Given information →
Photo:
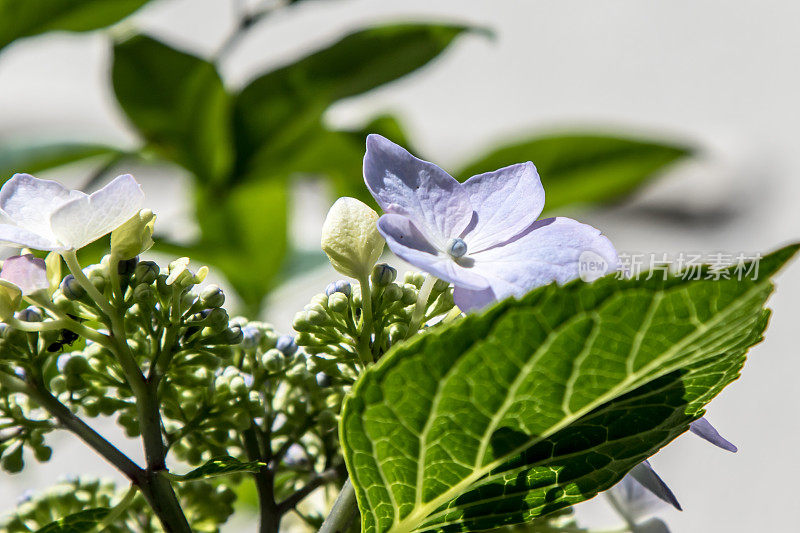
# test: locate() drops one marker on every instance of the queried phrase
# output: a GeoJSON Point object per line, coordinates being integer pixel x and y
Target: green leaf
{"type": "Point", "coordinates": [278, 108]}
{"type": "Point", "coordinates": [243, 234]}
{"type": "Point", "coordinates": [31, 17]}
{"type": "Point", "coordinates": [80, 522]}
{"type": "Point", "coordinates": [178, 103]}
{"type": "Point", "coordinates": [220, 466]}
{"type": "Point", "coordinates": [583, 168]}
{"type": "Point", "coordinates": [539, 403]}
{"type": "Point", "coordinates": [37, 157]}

---

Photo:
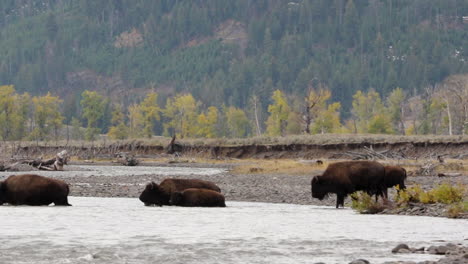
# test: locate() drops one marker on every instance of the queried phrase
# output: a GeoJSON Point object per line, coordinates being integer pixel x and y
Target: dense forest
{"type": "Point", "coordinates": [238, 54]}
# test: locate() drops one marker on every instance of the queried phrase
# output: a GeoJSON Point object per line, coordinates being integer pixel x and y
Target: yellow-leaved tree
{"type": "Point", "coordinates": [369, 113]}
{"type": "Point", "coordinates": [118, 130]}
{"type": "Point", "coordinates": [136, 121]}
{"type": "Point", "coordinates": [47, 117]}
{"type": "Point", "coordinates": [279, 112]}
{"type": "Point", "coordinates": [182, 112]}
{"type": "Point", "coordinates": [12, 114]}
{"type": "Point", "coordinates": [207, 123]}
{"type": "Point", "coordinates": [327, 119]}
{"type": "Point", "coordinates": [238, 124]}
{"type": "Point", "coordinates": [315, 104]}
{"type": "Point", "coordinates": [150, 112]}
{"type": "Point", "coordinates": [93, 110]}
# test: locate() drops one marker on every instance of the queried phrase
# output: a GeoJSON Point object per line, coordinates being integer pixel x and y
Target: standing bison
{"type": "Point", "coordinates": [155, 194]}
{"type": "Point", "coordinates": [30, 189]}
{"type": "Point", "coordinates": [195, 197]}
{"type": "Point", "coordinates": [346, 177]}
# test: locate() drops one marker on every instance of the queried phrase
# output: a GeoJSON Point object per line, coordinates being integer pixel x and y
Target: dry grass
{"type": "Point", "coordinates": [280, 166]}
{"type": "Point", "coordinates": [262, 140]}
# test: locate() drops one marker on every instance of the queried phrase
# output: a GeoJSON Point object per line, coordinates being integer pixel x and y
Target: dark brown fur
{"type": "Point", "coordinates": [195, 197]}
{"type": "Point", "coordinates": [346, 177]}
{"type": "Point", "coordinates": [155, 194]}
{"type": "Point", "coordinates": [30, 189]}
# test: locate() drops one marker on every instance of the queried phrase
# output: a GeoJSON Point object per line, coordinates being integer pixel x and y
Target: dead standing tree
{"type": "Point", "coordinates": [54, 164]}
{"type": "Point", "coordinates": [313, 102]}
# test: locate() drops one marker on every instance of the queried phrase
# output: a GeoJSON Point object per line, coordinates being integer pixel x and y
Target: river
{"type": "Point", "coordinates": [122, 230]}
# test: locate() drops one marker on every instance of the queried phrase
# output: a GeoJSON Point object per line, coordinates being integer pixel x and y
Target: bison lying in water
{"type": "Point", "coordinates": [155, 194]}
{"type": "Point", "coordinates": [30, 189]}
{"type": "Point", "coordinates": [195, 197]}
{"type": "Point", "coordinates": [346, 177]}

What to work on → Count how many lines of the items above contain the word "standing", and give only that number.

Finished exercise → 2